[EXTRACTED MATERIAL]

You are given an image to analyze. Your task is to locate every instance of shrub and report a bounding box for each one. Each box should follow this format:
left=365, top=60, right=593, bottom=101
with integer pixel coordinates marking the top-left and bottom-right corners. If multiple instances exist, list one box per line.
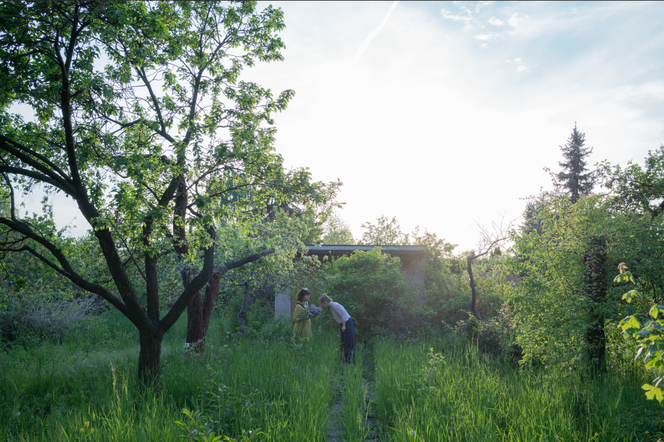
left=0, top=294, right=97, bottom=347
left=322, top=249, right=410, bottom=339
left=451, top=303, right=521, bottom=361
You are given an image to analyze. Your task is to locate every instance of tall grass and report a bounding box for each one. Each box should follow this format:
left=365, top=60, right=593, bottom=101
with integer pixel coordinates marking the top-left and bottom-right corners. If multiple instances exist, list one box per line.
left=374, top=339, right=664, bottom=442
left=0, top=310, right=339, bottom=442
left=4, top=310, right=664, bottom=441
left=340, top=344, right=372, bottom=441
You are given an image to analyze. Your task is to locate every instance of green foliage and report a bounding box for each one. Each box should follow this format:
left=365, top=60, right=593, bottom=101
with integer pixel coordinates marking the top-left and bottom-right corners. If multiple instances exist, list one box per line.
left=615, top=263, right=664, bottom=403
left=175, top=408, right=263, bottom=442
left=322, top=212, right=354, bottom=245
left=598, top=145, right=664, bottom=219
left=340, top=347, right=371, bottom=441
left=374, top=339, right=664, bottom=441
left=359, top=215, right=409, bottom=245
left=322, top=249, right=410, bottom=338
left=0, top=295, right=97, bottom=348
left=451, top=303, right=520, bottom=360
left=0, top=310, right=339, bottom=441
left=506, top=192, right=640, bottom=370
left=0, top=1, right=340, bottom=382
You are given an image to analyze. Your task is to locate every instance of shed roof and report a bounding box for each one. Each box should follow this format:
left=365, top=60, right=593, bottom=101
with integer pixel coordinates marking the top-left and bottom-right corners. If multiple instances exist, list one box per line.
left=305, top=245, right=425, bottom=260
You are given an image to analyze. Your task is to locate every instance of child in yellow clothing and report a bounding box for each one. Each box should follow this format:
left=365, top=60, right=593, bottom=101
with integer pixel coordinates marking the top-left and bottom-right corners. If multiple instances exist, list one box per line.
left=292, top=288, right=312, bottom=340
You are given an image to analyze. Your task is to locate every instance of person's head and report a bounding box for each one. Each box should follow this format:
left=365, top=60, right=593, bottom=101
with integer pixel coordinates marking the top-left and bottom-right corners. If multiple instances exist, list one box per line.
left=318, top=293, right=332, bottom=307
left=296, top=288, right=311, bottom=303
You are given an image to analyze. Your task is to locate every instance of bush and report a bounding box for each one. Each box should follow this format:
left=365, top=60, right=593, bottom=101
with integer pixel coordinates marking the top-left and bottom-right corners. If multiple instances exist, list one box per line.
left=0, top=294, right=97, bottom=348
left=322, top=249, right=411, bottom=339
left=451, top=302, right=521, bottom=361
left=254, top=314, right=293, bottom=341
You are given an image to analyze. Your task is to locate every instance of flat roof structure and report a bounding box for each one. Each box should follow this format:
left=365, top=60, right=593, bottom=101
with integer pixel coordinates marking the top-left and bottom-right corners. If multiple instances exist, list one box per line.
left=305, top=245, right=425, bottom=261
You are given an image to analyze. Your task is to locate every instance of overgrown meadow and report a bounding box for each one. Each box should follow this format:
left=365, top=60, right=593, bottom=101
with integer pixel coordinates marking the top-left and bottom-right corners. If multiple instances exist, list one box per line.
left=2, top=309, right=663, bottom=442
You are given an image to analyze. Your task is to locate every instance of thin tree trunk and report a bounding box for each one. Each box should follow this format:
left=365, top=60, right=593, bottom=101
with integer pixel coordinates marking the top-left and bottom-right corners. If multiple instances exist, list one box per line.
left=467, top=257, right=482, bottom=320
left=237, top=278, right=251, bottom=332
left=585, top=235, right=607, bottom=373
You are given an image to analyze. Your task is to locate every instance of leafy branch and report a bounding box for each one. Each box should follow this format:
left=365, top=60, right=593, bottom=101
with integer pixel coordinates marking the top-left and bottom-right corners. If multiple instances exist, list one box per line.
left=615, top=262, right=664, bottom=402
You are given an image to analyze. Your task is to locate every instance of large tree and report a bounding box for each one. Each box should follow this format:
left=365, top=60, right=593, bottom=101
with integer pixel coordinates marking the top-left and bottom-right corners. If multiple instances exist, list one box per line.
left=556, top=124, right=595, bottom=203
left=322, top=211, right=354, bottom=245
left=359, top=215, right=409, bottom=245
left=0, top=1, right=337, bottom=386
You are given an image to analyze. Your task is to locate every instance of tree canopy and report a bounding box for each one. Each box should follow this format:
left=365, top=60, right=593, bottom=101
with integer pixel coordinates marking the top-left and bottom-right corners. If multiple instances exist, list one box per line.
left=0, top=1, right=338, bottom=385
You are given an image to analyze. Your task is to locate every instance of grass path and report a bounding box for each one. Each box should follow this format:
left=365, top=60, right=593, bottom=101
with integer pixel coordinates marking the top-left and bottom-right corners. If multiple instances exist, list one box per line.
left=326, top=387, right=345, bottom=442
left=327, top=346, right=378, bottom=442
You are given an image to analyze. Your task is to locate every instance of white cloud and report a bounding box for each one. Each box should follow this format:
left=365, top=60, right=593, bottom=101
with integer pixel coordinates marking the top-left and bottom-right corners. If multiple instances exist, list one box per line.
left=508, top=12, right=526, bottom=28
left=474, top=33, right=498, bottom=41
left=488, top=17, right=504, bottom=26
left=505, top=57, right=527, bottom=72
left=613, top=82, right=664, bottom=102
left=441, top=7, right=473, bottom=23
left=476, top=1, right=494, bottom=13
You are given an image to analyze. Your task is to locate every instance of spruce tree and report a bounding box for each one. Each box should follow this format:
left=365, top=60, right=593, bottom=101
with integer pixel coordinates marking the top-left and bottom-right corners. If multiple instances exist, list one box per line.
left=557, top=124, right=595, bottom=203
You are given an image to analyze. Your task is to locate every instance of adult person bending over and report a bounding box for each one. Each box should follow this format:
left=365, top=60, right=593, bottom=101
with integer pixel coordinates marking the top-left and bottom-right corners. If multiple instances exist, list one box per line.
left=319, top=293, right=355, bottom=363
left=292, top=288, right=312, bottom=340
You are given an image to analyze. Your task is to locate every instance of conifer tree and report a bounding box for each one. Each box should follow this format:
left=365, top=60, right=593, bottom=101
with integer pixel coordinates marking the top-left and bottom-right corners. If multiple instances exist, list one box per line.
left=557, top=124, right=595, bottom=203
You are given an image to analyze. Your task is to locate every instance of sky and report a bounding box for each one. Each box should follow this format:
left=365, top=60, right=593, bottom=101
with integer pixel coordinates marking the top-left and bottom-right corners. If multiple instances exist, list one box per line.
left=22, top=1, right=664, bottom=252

[/EXTRACTED MATERIAL]
[EXTRACTED MATERIAL]

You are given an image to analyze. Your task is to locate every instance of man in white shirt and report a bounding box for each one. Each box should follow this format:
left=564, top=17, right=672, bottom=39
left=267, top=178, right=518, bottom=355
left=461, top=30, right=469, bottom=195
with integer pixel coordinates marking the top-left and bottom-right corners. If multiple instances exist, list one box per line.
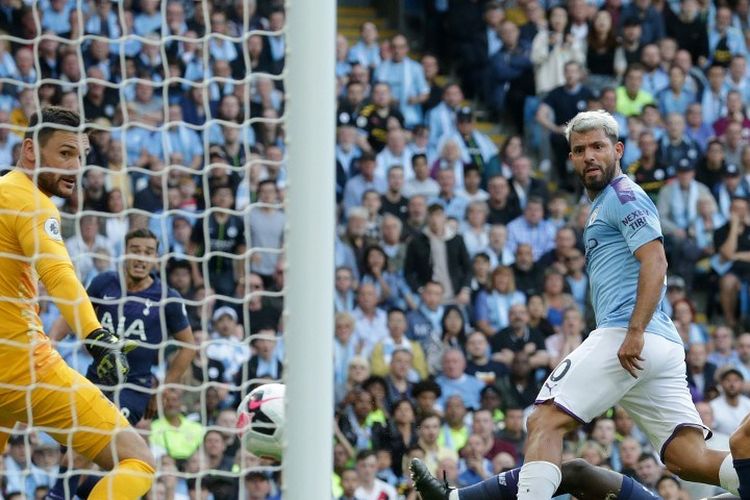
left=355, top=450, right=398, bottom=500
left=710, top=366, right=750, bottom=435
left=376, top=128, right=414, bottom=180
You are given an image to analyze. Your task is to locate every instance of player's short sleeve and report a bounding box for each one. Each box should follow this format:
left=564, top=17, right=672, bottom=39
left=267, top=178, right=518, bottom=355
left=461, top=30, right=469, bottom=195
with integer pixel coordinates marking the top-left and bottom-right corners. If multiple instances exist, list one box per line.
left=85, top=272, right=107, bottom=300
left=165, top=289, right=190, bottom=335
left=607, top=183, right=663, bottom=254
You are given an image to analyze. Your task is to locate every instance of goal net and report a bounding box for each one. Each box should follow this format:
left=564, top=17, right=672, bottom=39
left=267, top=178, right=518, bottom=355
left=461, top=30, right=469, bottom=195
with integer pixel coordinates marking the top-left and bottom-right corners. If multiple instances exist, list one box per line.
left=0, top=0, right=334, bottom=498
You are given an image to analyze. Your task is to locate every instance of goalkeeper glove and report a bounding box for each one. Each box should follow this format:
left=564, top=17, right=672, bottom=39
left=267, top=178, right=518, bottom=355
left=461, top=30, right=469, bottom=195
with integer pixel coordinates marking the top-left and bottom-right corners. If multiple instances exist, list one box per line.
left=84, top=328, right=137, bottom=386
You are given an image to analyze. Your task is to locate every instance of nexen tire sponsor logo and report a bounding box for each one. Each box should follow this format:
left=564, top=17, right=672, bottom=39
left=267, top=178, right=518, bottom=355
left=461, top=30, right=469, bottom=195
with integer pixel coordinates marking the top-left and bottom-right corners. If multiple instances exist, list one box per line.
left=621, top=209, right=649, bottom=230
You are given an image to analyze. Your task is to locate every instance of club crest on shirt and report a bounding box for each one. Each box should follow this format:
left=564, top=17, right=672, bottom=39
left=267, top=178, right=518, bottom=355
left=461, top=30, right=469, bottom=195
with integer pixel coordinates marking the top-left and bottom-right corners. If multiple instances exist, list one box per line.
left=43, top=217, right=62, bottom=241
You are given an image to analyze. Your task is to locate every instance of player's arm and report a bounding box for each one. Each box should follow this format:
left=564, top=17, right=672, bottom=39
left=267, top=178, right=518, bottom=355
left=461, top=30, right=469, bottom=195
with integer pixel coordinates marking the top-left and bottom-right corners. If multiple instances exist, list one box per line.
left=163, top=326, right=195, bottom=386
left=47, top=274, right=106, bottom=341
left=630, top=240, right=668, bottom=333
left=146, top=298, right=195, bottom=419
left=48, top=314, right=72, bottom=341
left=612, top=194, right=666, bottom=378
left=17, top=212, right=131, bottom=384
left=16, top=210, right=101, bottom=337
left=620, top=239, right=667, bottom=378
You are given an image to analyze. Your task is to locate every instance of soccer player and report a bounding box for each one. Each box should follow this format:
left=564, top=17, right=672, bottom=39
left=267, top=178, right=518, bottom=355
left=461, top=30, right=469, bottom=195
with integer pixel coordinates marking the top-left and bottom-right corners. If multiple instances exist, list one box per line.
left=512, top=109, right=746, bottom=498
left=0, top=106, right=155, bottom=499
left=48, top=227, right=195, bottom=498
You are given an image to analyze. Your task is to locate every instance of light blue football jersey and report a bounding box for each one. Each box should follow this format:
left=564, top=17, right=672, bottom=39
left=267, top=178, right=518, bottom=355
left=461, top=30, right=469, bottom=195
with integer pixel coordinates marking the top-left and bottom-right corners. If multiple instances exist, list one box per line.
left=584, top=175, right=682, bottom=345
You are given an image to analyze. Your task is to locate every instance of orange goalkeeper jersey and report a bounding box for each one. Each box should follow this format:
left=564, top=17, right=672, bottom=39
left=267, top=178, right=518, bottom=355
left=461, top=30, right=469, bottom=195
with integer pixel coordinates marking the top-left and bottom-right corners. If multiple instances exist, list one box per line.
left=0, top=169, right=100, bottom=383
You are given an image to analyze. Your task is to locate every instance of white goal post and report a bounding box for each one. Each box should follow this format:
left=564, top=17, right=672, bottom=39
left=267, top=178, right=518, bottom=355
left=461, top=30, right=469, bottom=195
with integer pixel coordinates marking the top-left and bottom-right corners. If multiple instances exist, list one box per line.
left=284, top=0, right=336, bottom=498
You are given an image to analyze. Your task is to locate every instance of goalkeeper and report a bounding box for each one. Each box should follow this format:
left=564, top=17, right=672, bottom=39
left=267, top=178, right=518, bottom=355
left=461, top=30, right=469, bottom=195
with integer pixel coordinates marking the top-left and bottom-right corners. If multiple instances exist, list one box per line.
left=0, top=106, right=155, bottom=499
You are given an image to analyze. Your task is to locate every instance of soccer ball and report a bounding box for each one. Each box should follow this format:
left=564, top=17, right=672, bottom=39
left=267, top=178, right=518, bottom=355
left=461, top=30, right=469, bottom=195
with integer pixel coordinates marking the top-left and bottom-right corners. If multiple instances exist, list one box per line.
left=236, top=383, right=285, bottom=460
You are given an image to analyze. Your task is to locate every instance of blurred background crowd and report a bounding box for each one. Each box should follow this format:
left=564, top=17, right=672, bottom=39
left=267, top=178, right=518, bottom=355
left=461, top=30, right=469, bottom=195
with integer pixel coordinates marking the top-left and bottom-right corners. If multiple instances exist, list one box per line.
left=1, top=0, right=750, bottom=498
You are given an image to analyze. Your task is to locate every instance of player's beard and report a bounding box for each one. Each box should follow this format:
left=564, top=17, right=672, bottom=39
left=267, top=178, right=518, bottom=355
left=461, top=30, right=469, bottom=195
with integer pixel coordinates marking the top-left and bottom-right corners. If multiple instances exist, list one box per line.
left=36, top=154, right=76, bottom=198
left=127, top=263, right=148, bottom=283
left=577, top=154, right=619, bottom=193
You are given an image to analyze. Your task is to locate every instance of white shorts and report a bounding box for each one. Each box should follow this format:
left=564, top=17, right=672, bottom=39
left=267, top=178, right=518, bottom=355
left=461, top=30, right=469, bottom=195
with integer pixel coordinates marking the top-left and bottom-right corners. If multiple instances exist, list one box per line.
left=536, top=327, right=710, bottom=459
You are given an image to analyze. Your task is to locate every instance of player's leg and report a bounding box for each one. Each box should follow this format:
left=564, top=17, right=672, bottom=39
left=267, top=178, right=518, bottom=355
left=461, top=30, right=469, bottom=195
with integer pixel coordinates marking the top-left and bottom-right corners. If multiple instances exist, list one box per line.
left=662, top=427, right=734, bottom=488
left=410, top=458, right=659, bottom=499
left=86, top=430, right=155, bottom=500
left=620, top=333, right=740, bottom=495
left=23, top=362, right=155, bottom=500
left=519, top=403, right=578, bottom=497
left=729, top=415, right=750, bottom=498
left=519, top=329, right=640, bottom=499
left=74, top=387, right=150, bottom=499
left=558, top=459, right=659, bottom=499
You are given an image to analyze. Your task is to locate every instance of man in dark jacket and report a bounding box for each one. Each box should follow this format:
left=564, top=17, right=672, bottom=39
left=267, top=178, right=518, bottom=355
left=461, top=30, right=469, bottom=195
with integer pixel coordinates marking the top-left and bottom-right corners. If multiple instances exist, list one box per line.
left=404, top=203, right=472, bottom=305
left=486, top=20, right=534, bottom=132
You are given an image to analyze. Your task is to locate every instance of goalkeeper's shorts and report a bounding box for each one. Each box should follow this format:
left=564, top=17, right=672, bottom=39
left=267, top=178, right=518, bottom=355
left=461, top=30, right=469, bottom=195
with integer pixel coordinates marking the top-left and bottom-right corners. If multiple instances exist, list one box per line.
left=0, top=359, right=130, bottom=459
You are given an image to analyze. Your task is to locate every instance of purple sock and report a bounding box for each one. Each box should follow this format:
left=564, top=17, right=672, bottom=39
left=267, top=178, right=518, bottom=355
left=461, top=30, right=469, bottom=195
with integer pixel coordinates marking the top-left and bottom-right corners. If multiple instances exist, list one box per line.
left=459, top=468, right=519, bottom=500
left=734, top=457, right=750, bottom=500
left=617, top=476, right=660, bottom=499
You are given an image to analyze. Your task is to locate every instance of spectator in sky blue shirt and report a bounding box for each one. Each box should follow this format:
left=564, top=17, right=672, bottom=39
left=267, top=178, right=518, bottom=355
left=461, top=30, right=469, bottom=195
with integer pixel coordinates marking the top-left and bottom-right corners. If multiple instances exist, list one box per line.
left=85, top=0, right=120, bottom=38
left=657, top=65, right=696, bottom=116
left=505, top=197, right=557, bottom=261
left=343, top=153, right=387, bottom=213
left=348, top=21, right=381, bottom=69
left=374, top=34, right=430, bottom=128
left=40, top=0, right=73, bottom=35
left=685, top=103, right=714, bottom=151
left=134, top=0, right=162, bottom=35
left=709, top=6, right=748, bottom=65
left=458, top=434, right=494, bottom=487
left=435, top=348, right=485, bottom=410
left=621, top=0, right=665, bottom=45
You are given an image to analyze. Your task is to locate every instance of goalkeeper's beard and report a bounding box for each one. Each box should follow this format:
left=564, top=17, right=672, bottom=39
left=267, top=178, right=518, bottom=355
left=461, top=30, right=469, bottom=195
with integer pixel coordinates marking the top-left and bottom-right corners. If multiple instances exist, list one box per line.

[/EXTRACTED MATERIAL]

**ABOUT THIS EXERCISE:** Which of the lines above carry the string "jersey"? Pick them out and copy them.

**OUTPUT OF THE TASK:**
You are given an image to analyze. Your task is to locate every instance of light blue football jersey and report a bounding box for each one. Each box should follow this format:
You are given an image to analyze. Your task is to locate every instance of orange goalkeeper jersey and report a bounding box for each one. Each box should follow this format:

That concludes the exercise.